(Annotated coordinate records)
────

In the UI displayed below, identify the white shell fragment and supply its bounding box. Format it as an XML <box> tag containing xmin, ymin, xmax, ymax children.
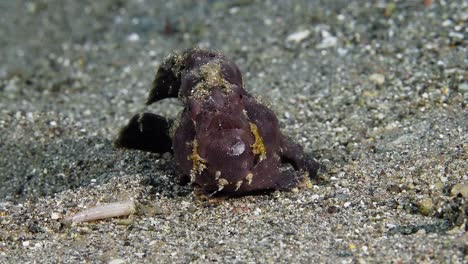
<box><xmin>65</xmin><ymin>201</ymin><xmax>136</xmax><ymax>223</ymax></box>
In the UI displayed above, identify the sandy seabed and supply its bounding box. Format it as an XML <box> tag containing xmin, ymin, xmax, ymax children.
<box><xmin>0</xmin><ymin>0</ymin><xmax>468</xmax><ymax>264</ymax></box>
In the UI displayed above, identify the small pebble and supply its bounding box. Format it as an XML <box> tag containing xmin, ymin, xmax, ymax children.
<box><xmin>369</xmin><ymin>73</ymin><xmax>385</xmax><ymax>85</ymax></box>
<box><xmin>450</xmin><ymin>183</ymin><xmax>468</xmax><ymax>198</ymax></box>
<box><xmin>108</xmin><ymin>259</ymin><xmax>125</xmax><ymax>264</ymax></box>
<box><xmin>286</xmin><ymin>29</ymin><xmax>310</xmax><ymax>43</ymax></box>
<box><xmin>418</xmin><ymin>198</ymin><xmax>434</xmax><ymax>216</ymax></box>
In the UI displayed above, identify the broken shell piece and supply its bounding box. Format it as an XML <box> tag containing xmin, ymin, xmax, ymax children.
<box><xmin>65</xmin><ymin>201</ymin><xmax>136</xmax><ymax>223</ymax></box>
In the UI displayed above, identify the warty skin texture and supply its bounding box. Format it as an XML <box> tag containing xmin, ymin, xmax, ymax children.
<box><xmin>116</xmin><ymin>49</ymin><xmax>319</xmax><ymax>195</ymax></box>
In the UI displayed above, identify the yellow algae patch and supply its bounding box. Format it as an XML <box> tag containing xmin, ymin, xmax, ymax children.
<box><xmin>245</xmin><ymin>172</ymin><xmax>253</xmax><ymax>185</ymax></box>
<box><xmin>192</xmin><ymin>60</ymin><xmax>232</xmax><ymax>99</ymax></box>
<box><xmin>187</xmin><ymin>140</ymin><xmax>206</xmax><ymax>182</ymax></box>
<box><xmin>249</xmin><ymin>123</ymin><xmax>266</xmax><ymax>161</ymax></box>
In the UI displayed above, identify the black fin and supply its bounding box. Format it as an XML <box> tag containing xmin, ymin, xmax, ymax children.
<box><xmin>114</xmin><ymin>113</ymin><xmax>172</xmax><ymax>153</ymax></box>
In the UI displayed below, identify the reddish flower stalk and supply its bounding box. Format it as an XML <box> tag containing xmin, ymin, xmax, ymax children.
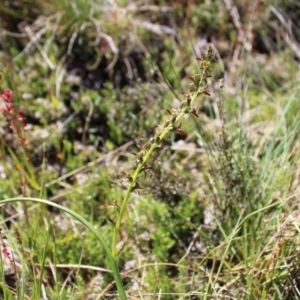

────

• _Your goal_
Edit the part of the records that runs from the line containing "In the UI displayed above, identify the yellow" through the end of the records, replacing "black fin" with "dark fin" and leaving everything else unchanged. Give only that part, without the pictures.

• _Exercise response_
In the UI displayed above, identify the yellow algae patch and supply its bounding box. Format it as an XML <box> tag containing xmin, ymin, xmax, ymax children.
<box><xmin>245</xmin><ymin>172</ymin><xmax>253</xmax><ymax>185</ymax></box>
<box><xmin>192</xmin><ymin>60</ymin><xmax>232</xmax><ymax>99</ymax></box>
<box><xmin>187</xmin><ymin>140</ymin><xmax>206</xmax><ymax>182</ymax></box>
<box><xmin>249</xmin><ymin>123</ymin><xmax>266</xmax><ymax>161</ymax></box>
In the UI displayed above, identify the dark fin and supply its bounding box. Format it as an XML <box> tag containing xmin, ymin, xmax, ymax children.
<box><xmin>114</xmin><ymin>113</ymin><xmax>172</xmax><ymax>153</ymax></box>
In the UI displayed below, identify the reddish flower stalk and supply its bounding box. Format it as an XML <box> tag containing xmin, ymin, xmax, ymax children.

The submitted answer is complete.